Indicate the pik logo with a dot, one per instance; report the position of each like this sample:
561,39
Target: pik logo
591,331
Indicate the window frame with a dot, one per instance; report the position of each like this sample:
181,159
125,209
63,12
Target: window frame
****************************************
## WHAT THE EXERCISE ASKS
Retype the lines above without any changes.

## SOLUTION FOR THIS PROBLEM
Indicate the pik logo with a dot, one per instance; report the position of each like this sample:
561,39
Target: pik logo
591,331
Indicate the window frame with a dot, one per instance; report the position of each like this sample:
181,159
125,209
63,12
Target: window frame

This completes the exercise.